#### WHAT TO PRODUCE
Copy the stretch from the start of the items through the line containing "M 160 130 L", swapping "simplified polygon" for "rough polygon" and changing nothing else. Leave the pictures out of your copy.

#### DATA FOR THE TASK
=-=-=-=-=
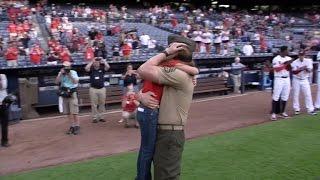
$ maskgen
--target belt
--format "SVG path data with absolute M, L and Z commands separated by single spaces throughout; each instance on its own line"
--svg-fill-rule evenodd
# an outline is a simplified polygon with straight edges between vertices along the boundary
M 149 107 L 147 107 L 147 106 L 144 106 L 144 105 L 142 105 L 142 104 L 141 104 L 138 108 L 139 108 L 138 111 L 140 110 L 141 112 L 143 112 L 145 109 L 151 109 L 151 108 L 149 108 Z M 151 109 L 151 110 L 153 110 L 153 111 L 159 111 L 159 107 L 156 107 L 156 108 Z
M 104 86 L 103 87 L 93 87 L 93 86 L 91 86 L 91 88 L 93 88 L 93 89 L 102 89 L 102 88 L 104 88 Z
M 298 80 L 308 80 L 308 78 L 299 78 L 299 77 L 293 77 L 294 79 L 298 79 Z
M 160 130 L 171 130 L 171 131 L 182 131 L 184 129 L 183 125 L 158 125 Z

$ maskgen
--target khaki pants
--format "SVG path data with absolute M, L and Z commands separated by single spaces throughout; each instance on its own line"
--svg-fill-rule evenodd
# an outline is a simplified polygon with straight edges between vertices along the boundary
M 154 180 L 179 180 L 184 131 L 158 130 L 153 156 Z
M 239 75 L 231 75 L 232 80 L 233 80 L 233 92 L 234 93 L 239 93 L 240 92 L 240 86 L 241 86 L 241 74 Z
M 7 66 L 8 67 L 17 67 L 18 61 L 17 60 L 9 60 L 9 61 L 7 61 Z
M 133 112 L 122 111 L 122 118 L 125 122 L 125 125 L 131 125 L 132 122 L 134 122 L 134 125 L 135 125 L 137 122 L 136 114 L 137 114 L 137 111 L 133 111 Z
M 78 95 L 76 92 L 71 98 L 63 98 L 63 113 L 64 114 L 79 114 Z
M 90 100 L 91 100 L 91 111 L 92 117 L 94 119 L 103 119 L 103 113 L 105 112 L 105 104 L 106 104 L 106 88 L 89 89 Z

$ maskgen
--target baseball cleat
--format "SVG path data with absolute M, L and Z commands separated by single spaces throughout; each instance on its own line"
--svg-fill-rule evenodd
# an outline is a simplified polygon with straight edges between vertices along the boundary
M 80 126 L 75 126 L 74 131 L 73 131 L 73 135 L 78 135 L 79 133 L 80 133 Z
M 277 120 L 277 115 L 276 114 L 271 114 L 270 120 L 271 121 L 276 121 Z
M 100 121 L 100 122 L 106 122 L 106 120 L 104 120 L 104 119 L 99 119 L 99 121 Z
M 280 117 L 283 118 L 283 119 L 290 118 L 289 115 L 287 113 L 285 113 L 285 112 L 281 113 Z
M 317 115 L 317 113 L 315 111 L 308 112 L 308 114 L 311 115 L 311 116 Z
M 74 132 L 74 127 L 71 126 L 66 134 L 70 135 L 70 134 L 73 134 L 73 132 Z

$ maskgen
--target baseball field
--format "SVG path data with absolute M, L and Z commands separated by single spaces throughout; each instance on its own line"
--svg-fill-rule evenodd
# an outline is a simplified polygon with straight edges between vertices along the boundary
M 320 178 L 319 116 L 266 123 L 187 142 L 183 180 Z M 5 176 L 4 180 L 110 179 L 135 176 L 125 153 Z
M 195 100 L 181 179 L 320 178 L 320 115 L 271 122 L 269 105 L 268 92 Z M 74 137 L 64 135 L 63 118 L 14 125 L 13 146 L 0 149 L 0 179 L 134 179 L 139 133 L 118 115 L 98 125 L 82 117 Z

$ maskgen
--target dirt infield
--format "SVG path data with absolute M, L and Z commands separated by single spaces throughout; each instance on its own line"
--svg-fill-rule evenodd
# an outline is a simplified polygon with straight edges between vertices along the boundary
M 197 99 L 191 107 L 187 138 L 268 121 L 270 101 L 270 92 Z M 61 117 L 10 126 L 12 146 L 0 148 L 0 174 L 134 151 L 139 130 L 123 128 L 119 117 L 119 111 L 108 112 L 106 123 L 93 124 L 89 116 L 83 116 L 78 136 L 65 135 L 68 122 Z

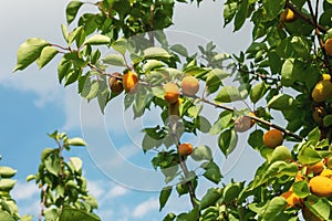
=-=-=-=-=
#### FINAL RESULT
$ maskgen
--target belt
--format "SVG path data with absolute M, L and Z commands separated by single spaces throughout; each instance on its own line"
--svg-fill-rule evenodd
# an outline is a rough polygon with straight edges between vertices along the boundary
M 149 107 L 147 107 L 147 106 L 144 106 L 144 105 L 142 105 L 142 104 L 141 104 L 138 108 L 139 108 L 138 111 L 140 110 L 141 112 L 143 112 L 145 109 L 151 109 L 151 108 L 149 108 Z M 151 109 L 151 110 L 153 110 L 153 111 L 159 111 L 159 107 L 156 107 L 156 108 Z
M 104 86 L 103 87 L 93 87 L 93 86 L 91 86 L 91 88 L 93 88 L 93 89 L 102 89 L 102 88 L 104 88 Z
M 298 80 L 308 80 L 308 78 L 299 78 L 299 77 L 293 77 L 294 79 L 298 79 Z
M 160 130 L 171 130 L 171 131 L 182 131 L 184 129 L 183 125 L 158 125 Z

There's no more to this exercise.